_Selected passage_.
"""
Question #90b6f

1 Answer
Jul 22, 2016

Answer:

Here's my take on this.

Explanation:

You're essentially dealing with a system of two equations with two unknowns, #x# and #y#

#{( (1/2)^(x+y) = 16), (log_(x+y)8 = -3) :}#

Your goal here is to simplify these equations to find another relationship between #x# and #y#.

Start with the first equation

#(1/2)^(x+y) = 16#

Notice that the right side of the equation can be written as

#16 = 2 * 2 * 2 * 2 = 2^4#

Similarly, you know that

#1/2 = 2^(-1)#

This means that the equation is equivalent to

#(2^(-1))^(x+y) = 2^4#

#2^(-x-y) = 2^4 implies -x-y = 4#

This is of course equivalent to

#x + y = -4#

At this point, you should stop because it's clear that you can't find the values of #x# and #y#. Notice that in the second equation, the log has #(x+y)# as the base.
"""
_Requirements_.
a) Set down the worked solution word for word, starting with "Here's my take" and going on through "between #x# and #y#.".
b) Answer these from the worked solution:
(i) As what power of 2 is 16 rewritten?
(ii) What power of 2 is given as equal to 1/2?
(iii) What serves as the base of the log in the second equation?

_Data_.
"""
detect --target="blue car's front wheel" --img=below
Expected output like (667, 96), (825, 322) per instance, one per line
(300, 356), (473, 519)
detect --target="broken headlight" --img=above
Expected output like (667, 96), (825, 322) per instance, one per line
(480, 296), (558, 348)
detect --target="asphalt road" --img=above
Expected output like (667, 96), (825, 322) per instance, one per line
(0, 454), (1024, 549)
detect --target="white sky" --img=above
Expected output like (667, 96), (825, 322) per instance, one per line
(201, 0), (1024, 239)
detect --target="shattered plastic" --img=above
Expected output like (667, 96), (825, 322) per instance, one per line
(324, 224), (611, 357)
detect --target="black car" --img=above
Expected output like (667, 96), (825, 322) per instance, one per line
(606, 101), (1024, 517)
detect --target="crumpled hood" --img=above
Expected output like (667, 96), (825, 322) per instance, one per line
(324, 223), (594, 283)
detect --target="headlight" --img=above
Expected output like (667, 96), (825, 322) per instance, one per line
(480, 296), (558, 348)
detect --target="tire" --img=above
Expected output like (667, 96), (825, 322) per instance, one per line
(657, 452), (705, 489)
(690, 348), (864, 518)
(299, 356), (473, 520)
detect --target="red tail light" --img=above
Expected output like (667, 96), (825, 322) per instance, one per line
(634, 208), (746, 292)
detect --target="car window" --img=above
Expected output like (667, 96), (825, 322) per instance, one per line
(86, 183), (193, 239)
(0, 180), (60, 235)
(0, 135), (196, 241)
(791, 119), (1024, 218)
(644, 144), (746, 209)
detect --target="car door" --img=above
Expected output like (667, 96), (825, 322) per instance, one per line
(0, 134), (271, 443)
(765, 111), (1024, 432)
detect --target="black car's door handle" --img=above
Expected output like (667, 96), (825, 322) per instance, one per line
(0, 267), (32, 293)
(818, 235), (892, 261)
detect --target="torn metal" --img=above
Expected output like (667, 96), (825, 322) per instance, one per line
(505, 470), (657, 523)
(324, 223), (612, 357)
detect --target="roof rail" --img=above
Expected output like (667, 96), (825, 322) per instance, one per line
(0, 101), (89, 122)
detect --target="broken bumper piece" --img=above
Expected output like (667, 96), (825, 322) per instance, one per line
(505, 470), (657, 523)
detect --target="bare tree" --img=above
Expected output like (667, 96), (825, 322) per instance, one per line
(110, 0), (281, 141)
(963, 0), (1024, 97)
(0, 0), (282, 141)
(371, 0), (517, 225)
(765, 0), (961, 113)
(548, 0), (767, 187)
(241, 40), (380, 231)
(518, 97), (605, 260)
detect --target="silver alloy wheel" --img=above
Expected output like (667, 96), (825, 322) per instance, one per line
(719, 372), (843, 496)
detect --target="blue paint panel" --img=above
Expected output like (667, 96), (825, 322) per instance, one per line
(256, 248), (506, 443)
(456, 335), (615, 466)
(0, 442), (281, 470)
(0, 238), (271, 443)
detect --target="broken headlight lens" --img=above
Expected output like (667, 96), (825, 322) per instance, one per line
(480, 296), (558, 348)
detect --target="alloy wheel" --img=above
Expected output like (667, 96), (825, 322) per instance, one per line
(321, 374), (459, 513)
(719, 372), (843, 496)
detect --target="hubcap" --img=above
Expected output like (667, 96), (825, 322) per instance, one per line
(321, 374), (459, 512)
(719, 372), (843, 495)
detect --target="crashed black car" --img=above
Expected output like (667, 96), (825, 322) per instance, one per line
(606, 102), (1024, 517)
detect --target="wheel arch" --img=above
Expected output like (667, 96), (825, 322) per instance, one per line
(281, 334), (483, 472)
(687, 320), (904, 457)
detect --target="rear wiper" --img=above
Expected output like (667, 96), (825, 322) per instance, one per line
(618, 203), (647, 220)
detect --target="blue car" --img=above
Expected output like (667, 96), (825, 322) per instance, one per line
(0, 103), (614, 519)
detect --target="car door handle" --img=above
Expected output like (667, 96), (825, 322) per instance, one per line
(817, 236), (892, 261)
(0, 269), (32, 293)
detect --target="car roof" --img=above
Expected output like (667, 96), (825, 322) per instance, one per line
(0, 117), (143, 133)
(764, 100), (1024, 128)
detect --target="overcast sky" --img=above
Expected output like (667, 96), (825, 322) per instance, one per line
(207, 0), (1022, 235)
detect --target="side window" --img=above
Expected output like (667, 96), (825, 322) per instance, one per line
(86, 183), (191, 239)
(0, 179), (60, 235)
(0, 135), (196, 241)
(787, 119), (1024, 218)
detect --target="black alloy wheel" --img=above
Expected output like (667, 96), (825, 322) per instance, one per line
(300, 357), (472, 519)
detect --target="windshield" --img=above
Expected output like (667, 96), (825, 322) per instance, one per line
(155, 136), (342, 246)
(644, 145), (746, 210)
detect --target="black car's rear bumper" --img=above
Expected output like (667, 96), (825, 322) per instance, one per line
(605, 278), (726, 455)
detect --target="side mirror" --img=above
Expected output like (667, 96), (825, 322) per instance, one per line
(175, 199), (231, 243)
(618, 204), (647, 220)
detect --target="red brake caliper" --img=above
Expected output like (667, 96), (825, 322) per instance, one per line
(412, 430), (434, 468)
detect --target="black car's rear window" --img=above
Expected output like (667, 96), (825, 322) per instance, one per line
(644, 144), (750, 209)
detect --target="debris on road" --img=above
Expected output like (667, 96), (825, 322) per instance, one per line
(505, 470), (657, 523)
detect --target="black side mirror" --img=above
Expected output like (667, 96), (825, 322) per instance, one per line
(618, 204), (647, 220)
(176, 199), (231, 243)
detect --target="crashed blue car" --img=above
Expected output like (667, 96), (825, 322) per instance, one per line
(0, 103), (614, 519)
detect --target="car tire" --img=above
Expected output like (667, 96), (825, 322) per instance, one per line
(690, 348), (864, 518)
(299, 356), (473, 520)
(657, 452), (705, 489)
"""
_Solutions to the exercise_.
a)
Here's my take on this.

Explanation:

You're essentially dealing with a system of two equations with two unknowns, #x# and #y#

#{( (1/2)^(x+y) = 16), (log_(x+y)8 = -3) :}#

Your goal here is to simplify these equations to find another relationship between #x# and #y#.

b)
(i) 2^4
(ii) 2^(-1)
(iii) (x+y)